Directive A
Express the entries from the line containing "Query: guacamole dip" through the line containing "M501 21L492 19L483" as a JSON list of strings, one string per line, with blank lines left out. Leave the pictures out of your answer.

Axios AM

An analog clock with only two symbols instead of twelve: the symbols read 'AM' and 'PM'.

August 22, 2018

☕️ Good Wednesday morning in the August doldrums.

Situational awareness: Facebook discovered several new state-sponsored disinformation campaigns stemming from Iran and Russia, Axios' Sara Fischer, Ina Fried, and Scott Rosenberg report.

  • Separately, Twitter announced it had suspended 284 accounts, many originating in Iran, for "engaging in coordinated manipulation."

1 big thing: GOP fears Cohen set road to impeachment

Diagram: Andrew Witherspoon/Axios
Diagram: Andrew Witherspoon/Axios

Impeachment proceedings against President Trump went from a theoretical danger to a vivid reality with yesterday's guilty plea by former Trump lawyer Michael Cohen, sources close to the White House tell Jonathan Swan and me.

  • Cohen's guilty plea (with the president identified as "Individual-1") said Trump directed him to arrange hush money during the 2016 campaign to keep women from speaking out about affairs.
  • So Cohen was accusing Trump of pushing him to commit a crime.
  • Look for Cohen’s statement to form the basis of a 2019 impeachment attempt if Democrats win control of the House in November.

Labeled area outline entries
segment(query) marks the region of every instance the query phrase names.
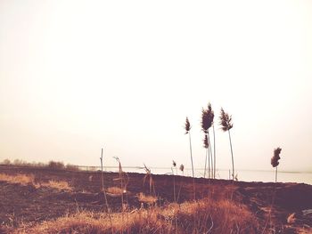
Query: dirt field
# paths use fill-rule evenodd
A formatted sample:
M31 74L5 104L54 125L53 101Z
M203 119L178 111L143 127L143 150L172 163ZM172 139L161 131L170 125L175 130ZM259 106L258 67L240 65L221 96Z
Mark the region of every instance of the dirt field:
M67 182L71 190L34 186L0 181L0 223L18 227L21 223L39 223L77 211L105 211L103 193L101 193L101 173L57 171L45 168L0 167L0 173L32 174L37 184L49 181ZM118 187L116 173L104 173L104 187ZM144 173L128 173L125 194L127 209L140 208L138 194L150 194L148 182L144 184ZM158 206L168 206L174 201L174 179L178 203L193 199L193 178L172 175L152 175ZM242 182L226 180L195 179L196 199L206 197L214 200L232 199L242 203L255 214L261 225L266 225L275 194L269 225L280 233L312 233L311 214L303 215L303 210L312 209L312 186L298 183ZM120 211L120 197L107 196L108 204L114 212ZM294 223L287 223L287 217L295 213ZM4 230L2 230L4 232ZM0 230L1 233L1 230Z

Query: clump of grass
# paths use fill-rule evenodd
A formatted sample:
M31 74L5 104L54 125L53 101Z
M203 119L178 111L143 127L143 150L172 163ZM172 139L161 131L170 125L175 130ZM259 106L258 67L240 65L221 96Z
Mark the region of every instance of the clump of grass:
M64 181L51 180L47 183L41 183L40 186L49 187L59 190L67 190L67 191L72 190L72 188L69 185L68 182L64 182Z
M119 197L119 196L122 196L127 191L119 187L110 187L110 188L107 188L106 192L110 196Z
M62 162L54 162L52 160L48 163L47 167L53 170L63 170L65 165Z
M140 192L136 197L139 202L146 203L149 205L154 205L158 200L156 197L144 195L143 192Z
M11 183L19 183L21 185L35 185L35 175L18 173L15 175L9 175L6 173L0 173L0 181Z

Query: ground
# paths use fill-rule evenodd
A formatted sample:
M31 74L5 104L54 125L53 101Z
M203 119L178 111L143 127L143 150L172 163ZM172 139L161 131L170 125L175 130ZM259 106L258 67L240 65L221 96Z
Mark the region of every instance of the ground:
M101 192L101 173L49 170L1 166L0 173L31 174L35 184L49 181L67 182L71 190L49 186L12 183L0 181L0 222L3 226L18 227L21 223L40 223L77 211L105 212L105 199ZM143 192L153 195L149 178L144 183L144 173L127 173L128 183L124 203L127 210L146 206L138 200ZM174 202L174 184L177 203L193 199L193 178L172 175L152 175L157 206ZM104 188L119 187L119 173L104 173ZM259 225L274 228L280 233L312 233L312 217L303 210L312 209L312 185L304 183L243 182L227 180L195 179L196 199L230 199L245 205L257 217ZM108 195L108 204L114 212L120 211L121 198ZM273 200L274 199L274 200ZM295 220L287 218L291 214ZM270 217L268 219L268 217ZM5 232L4 229L2 230ZM0 230L1 233L1 230Z

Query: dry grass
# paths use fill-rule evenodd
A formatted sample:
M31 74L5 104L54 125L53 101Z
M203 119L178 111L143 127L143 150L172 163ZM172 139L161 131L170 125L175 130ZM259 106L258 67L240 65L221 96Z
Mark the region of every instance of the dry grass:
M119 187L110 187L106 190L107 194L113 195L113 196L121 196L122 194L126 193L126 190L121 190Z
M35 184L35 176L33 174L24 173L18 173L16 175L0 173L0 181L11 183L20 183L22 185Z
M49 187L59 190L72 190L72 188L67 182L56 182L51 180L48 182L35 182L35 176L33 174L18 173L15 175L9 175L5 173L0 173L0 181L10 183L18 183L21 185L32 185L37 189L40 187Z
M140 192L138 195L137 195L137 199L140 201L140 202L143 202L143 203L146 203L146 204L150 204L150 205L152 205L152 204L155 204L158 200L158 198L156 197L153 197L153 196L146 196L144 195L144 193Z
M258 223L242 206L209 199L130 213L77 213L13 233L258 233ZM175 225L175 221L177 225ZM176 228L177 227L177 228Z
M42 183L41 186L49 187L59 190L69 190L69 191L72 190L72 188L69 185L69 183L63 181L56 182L52 180L52 181L49 181L49 182L47 183Z

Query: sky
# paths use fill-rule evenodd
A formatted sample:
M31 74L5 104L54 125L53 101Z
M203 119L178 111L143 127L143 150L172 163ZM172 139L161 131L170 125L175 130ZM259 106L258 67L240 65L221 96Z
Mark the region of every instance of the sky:
M311 1L0 0L0 161L312 171Z

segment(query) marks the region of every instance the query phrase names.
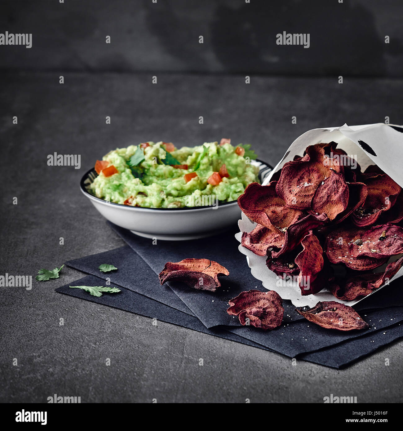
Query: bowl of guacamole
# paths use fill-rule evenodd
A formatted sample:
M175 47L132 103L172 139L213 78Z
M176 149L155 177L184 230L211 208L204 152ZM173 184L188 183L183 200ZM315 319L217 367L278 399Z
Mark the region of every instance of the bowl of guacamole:
M201 237L236 224L237 200L271 167L230 139L177 148L149 141L97 160L81 189L107 219L142 236Z

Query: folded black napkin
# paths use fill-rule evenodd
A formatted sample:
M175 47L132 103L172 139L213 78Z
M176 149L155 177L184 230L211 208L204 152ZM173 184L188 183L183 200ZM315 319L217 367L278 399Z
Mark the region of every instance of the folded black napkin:
M105 254L100 253L93 256L99 256ZM151 271L151 269L149 270ZM145 272L147 272L147 270ZM104 294L100 297L91 296L81 289L73 289L70 287L70 286L101 285L103 284L103 281L102 279L97 277L87 275L69 284L58 287L56 290L60 293L97 303L125 310L148 317L156 318L162 322L179 325L194 331L241 343L253 347L274 351L243 337L231 334L222 327L208 329L197 318L119 285L116 285L113 283L111 284L112 286L118 285L121 289L120 292L113 294ZM382 336L375 336L378 335L378 332L381 332ZM298 355L297 357L303 360L338 369L356 360L359 357L371 353L379 347L402 337L403 325L400 326L400 324L397 324L389 327L386 329L378 331L375 333L369 334L354 339L352 341L350 340L348 342L349 345L347 348L343 343L319 351Z
M232 235L197 241L183 241L179 244L180 247L178 247L178 243L172 244L166 241L158 241L156 245L153 245L150 240L137 237L128 231L116 226L112 226L112 227L132 248L136 250L138 254L133 253L129 247L125 247L75 259L67 262L67 264L104 278L109 277L112 283L140 292L155 300L168 304L171 307L175 308L184 314L187 312L194 314L200 319L206 328L213 328L214 326L228 325L229 323L233 327L238 327L228 328L227 326L228 331L226 333L228 333L229 331L232 334L242 337L259 346L278 351L291 357L300 355L306 360L312 360L331 366L341 366L372 351L376 348L375 346L379 347L390 342L389 337L385 337L383 334L378 334L380 329L400 322L402 318L401 305L403 304L403 298L401 293L399 291L397 284L392 283L387 289L383 289L375 295L357 304L361 306L360 308L362 309L383 307L381 310L369 310L365 313L362 313L365 320L371 325L370 328L366 331L346 333L323 329L303 319L295 312L295 307L288 301L283 302L285 309L284 321L280 328L274 331L265 332L253 327L240 327L237 319L229 316L226 313L225 310L228 307L228 300L243 290L258 288L264 291L265 290L262 286L258 285L256 287L257 281L250 274L246 259L237 250L237 242ZM210 256L207 254L211 253L212 241L214 241L214 244L220 245L219 249L217 249L216 246L212 246L214 250L214 256ZM228 243L231 244L231 241L232 247L226 245ZM140 258L140 255L145 260L148 261L147 263L149 266ZM166 285L159 286L157 274L163 267L165 262L169 260L178 261L186 257L211 257L227 268L230 271L230 275L221 278L222 289L212 294L194 290L181 283L169 283L172 290ZM102 263L113 263L119 269L106 274L100 273L97 267ZM151 268L153 271L151 270ZM232 280L226 280L230 279L234 273ZM247 287L245 287L245 285ZM384 294L384 292L387 291L389 294ZM183 304L181 305L182 301L178 302L175 300L175 296L176 295L172 296L173 292L177 294L184 301L187 308L184 308ZM373 298L376 298L376 300L373 300ZM393 301L391 298L393 299ZM399 306L391 306L395 304ZM134 311L134 312L136 312ZM364 316L364 314L367 315ZM212 314L213 315L211 315ZM178 315L178 317L180 317L180 319L174 323L189 327L187 325L186 318L182 316L181 314ZM401 328L399 327L399 329ZM395 334L395 338L401 336L399 335L398 329L393 333ZM357 344L356 348L353 348L352 345L350 345L352 340L363 337L366 334L372 335L372 338L377 337L376 342L373 340L369 341L366 348L364 348L362 343ZM381 335L382 336L381 337ZM346 343L346 340L349 341ZM339 343L342 344L338 346L337 354L335 351L334 354L332 356L331 347ZM312 354L312 356L306 354L307 352L320 349L326 353L322 354L318 353L316 356ZM343 351L345 353L344 355L342 354Z
M97 256L96 255L95 256ZM72 288L72 286L100 286L103 280L94 275L87 275L79 280L55 289L56 292L66 294L87 301L107 305L125 311L129 311L147 317L156 319L161 322L172 323L189 328L200 332L208 334L253 347L269 350L236 334L231 334L225 329L217 327L209 329L196 317L179 311L175 308L141 295L129 289L126 289L117 283L112 283L112 287L118 287L121 292L117 293L104 293L101 297L94 297L81 289Z

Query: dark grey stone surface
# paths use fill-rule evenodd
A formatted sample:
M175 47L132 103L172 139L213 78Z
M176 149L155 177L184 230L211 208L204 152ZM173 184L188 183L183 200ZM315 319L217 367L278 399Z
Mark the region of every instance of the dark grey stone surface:
M59 75L0 74L0 274L34 277L40 268L123 245L78 188L96 159L117 146L228 137L252 144L275 164L311 128L386 116L401 123L397 80L339 84L336 77L253 76L247 84L242 76L161 74L153 84L151 74L66 73L60 84ZM80 154L81 169L47 166L54 151ZM320 403L331 394L402 400L401 342L344 370L292 366L278 354L174 325L155 327L150 319L54 291L80 276L65 268L59 279L34 282L30 291L0 289L0 401L45 402L54 394L82 402Z
M1 46L0 67L401 77L402 13L401 0L2 0L1 31L32 46ZM277 44L283 31L309 48Z

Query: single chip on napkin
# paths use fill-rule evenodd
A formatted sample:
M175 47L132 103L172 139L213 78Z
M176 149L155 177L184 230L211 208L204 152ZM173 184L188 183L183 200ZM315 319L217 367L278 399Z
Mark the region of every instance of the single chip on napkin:
M221 285L219 275L229 275L228 270L209 259L184 259L180 262L167 262L159 273L159 282L169 280L183 281L194 289L215 292Z
M237 316L241 325L251 325L267 331L281 325L284 314L282 302L274 290L248 290L230 300L231 306L227 312Z
M369 327L353 308L335 301L319 301L312 308L296 309L307 320L326 329L352 331Z

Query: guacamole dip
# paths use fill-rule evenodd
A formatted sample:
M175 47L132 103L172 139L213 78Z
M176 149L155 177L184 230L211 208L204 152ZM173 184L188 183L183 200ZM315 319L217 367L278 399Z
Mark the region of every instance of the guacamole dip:
M97 160L91 188L97 197L133 206L176 208L235 200L258 181L250 145L229 139L177 149L146 142L118 148Z

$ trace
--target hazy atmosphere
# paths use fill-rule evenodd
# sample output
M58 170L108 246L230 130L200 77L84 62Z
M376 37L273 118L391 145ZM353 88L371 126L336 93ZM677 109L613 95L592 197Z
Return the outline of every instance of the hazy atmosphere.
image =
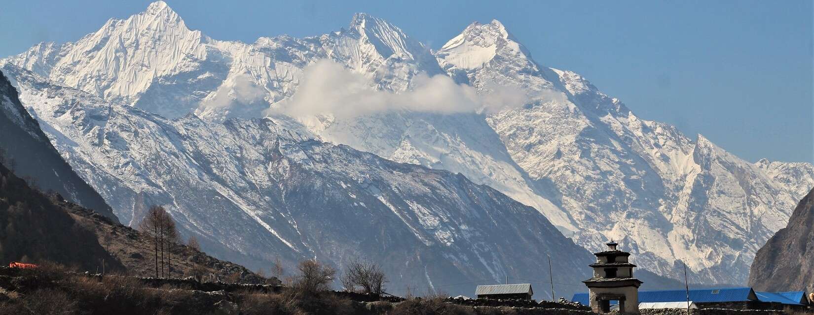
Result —
M0 55L64 42L148 1L11 2ZM399 25L433 50L474 21L502 22L540 64L575 71L643 119L675 124L748 161L814 161L812 4L808 1L169 1L219 40L317 36L356 12ZM81 17L66 11L82 11Z

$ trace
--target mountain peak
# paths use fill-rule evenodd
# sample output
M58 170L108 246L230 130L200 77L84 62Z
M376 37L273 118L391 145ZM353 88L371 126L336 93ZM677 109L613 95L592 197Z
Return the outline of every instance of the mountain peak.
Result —
M170 22L182 22L178 14L175 13L173 8L169 7L167 2L163 1L156 1L150 3L142 15L154 18L164 18L164 20Z
M156 1L155 2L150 3L150 5L147 6L147 12L155 12L164 9L169 9L170 11L173 10L169 8L169 6L167 4L167 2L164 2L163 1Z
M501 21L492 19L483 24L474 22L458 36L447 41L440 50L444 67L479 69L498 53L530 58L531 54L506 30Z

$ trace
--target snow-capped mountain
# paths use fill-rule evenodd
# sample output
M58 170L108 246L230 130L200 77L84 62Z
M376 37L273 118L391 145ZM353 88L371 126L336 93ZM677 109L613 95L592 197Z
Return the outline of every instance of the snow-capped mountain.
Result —
M814 183L811 164L748 163L701 136L694 140L672 126L637 117L582 76L538 64L497 21L473 24L435 52L397 27L365 14L354 15L348 28L338 32L306 38L261 37L245 44L190 30L158 2L128 19L111 19L76 42L40 44L0 64L6 64L12 76L24 77L18 78L24 104L41 123L54 127L49 136L60 153L124 221L138 217L138 205L163 202L177 207L177 214L181 209L197 214L203 227L211 222L197 206L173 204L164 197L144 201L147 196L189 196L190 191L186 187L190 184L151 186L166 175L151 173L151 162L133 158L139 150L177 146L177 141L168 140L142 147L137 142L149 136L145 133L168 132L148 126L173 126L184 131L177 132L183 137L195 138L193 142L222 141L211 145L234 150L234 145L225 142L231 132L221 132L230 130L224 126L257 125L255 120L233 119L263 117L269 106L279 108L296 98L309 65L323 59L394 95L417 88L422 76L440 74L481 94L495 94L506 86L521 89L524 106L452 114L326 113L296 119L275 114L263 123L272 123L278 133L345 144L396 162L461 173L533 207L586 248L594 249L607 238L623 239L639 265L659 274L674 274L676 260L683 259L696 281L745 283L755 252L785 224L791 205ZM35 79L37 76L45 79ZM72 88L61 89L60 97L83 104L77 113L84 114L66 115L67 109L54 108L60 101L49 103L43 97L59 86ZM86 119L85 110L97 112L94 117L118 112L122 120L154 123L103 123ZM187 116L190 113L200 121ZM83 143L87 145L77 145ZM244 146L241 150L251 145ZM160 169L174 174L201 167L184 163ZM238 164L222 162L223 168L217 170L238 170ZM252 183L236 187L253 189L234 188L224 195L239 201L230 207L265 209L269 201L258 188L263 186L246 180ZM194 187L224 185L223 179L209 175L194 183ZM282 229L269 224L272 230ZM270 233L264 229L257 231ZM238 239L242 239L225 246L243 252L236 249Z
M541 196L568 214L578 244L634 244L640 265L696 281L744 283L755 252L812 184L809 163L748 163L698 135L636 116L582 76L532 59L498 21L473 24L436 54L450 76L488 91L532 91L522 109L489 115Z
M105 202L51 145L37 120L18 98L11 82L0 73L0 163L29 185L59 193L113 221L118 218Z
M540 257L549 253L559 257L558 282L589 276L572 266L591 255L543 215L459 174L320 142L267 119L170 120L13 66L5 71L122 221L133 225L150 205L167 205L184 233L219 257L252 268L277 257L339 267L370 259L399 294L442 284L462 294L474 279L506 275L547 278Z

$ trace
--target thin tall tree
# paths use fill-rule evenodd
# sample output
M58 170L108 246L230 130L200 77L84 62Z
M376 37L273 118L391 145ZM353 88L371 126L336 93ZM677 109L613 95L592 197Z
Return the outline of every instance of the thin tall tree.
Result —
M160 205L151 206L147 214L138 223L138 230L147 234L153 240L153 253L155 257L155 278L159 278L159 242L161 239L161 222L164 220L164 214L166 212ZM162 254L161 261L164 262ZM164 267L161 268L164 272Z
M166 214L164 217L164 240L167 243L167 274L169 278L173 278L173 248L174 247L176 242L178 239L178 231L175 227L175 221L173 220L173 217L169 214Z

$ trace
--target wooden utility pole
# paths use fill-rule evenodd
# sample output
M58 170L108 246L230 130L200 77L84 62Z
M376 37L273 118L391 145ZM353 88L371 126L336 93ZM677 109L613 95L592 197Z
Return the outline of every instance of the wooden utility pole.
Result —
M551 282L551 300L557 301L557 295L554 294L554 274L551 273L551 254L549 256L549 281Z
M684 265L684 289L687 292L687 315L689 315L689 284L687 283L687 264L681 261Z

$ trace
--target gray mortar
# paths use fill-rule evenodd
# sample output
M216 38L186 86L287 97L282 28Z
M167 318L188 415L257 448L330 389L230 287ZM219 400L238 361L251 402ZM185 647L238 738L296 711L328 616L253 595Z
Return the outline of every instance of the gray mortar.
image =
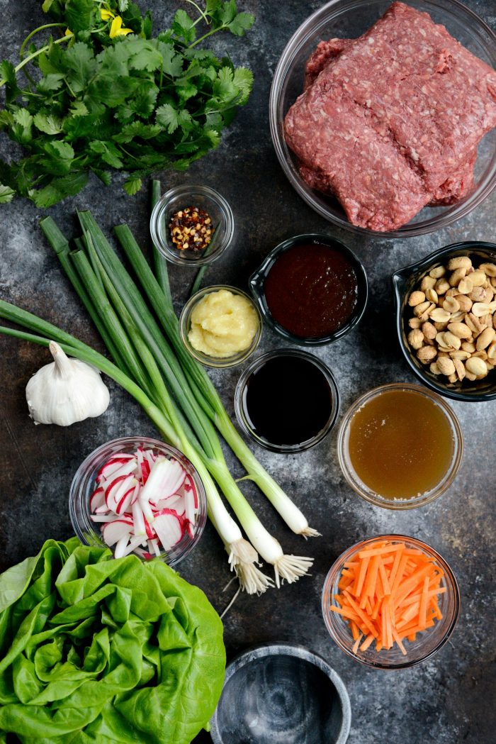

Directive B
Decide whether each statement agrees with the Axios AM newsletter. Answer yes or no and quote the words of the newsletter that settle it. (i) Twitter suspended 284 accounts. (ii) The newsletter is dated August 21, 2018. (iii) The disinformation campaigns Facebook found stemmed from China.

Exercise solution A
[
  "Query: guacamole dip",
  "# paths use fill-rule evenodd",
  "A formatted sample:",
  "M175 47L132 103L172 139L213 78Z",
  "M176 149L155 177L184 230L211 208L204 152ZM173 184L188 183L183 200ZM315 319L217 367L278 399Z",
  "Mark the region of every instance of the guacamole dip:",
  "M97 160L91 188L97 197L133 206L176 208L235 200L258 181L250 145L229 139L177 149L146 142L118 148Z",
  "$ trace",
  "--target hazy atmosphere",
  "# paths use fill-rule evenodd",
  "# sample output",
  "M58 170L108 246L230 130L200 77L84 62Z",
  "M376 37L273 118L391 145ZM353 88L371 126L336 93ZM677 109L613 95L592 197Z",
  "Return the outline of every instance of the hazy atmosphere.",
  "image =",
  "Result —",
  "M0 55L64 42L148 1L11 2ZM399 25L433 50L474 21L502 22L540 64L575 71L643 119L675 124L748 161L814 161L812 4L808 1L169 1L219 40L317 36L356 12ZM81 17L66 11L82 11Z",
  "$ trace",
  "--target mountain peak",
  "# paths use fill-rule evenodd",
  "# sample output",
  "M58 170L108 246L230 130L200 77L84 62Z",
  "M376 37L273 118L391 145ZM353 88L371 126L336 93ZM677 109L613 95L592 197Z",
  "Return the outline of every instance of the mountain peak.",
  "Result —",
  "M170 22L182 22L178 14L175 13L173 8L169 7L167 2L163 1L156 1L150 3L142 15L154 18L164 18L164 20Z",
  "M156 1L155 2L150 3L150 5L147 6L147 12L155 12L164 9L169 9L170 11L173 10L169 8L169 6L167 4L167 2L164 2L163 1Z",
  "M501 21L492 19L483 24L474 22L458 36L447 41L440 50L444 67L479 69L498 53L530 58L531 54L506 30Z"
]

Exercise solution B
(i) Yes: "Twitter announced it had suspended 284 accounts"
(ii) No: "August 22, 2018"
(iii) No: "stemming from Iran and Russia"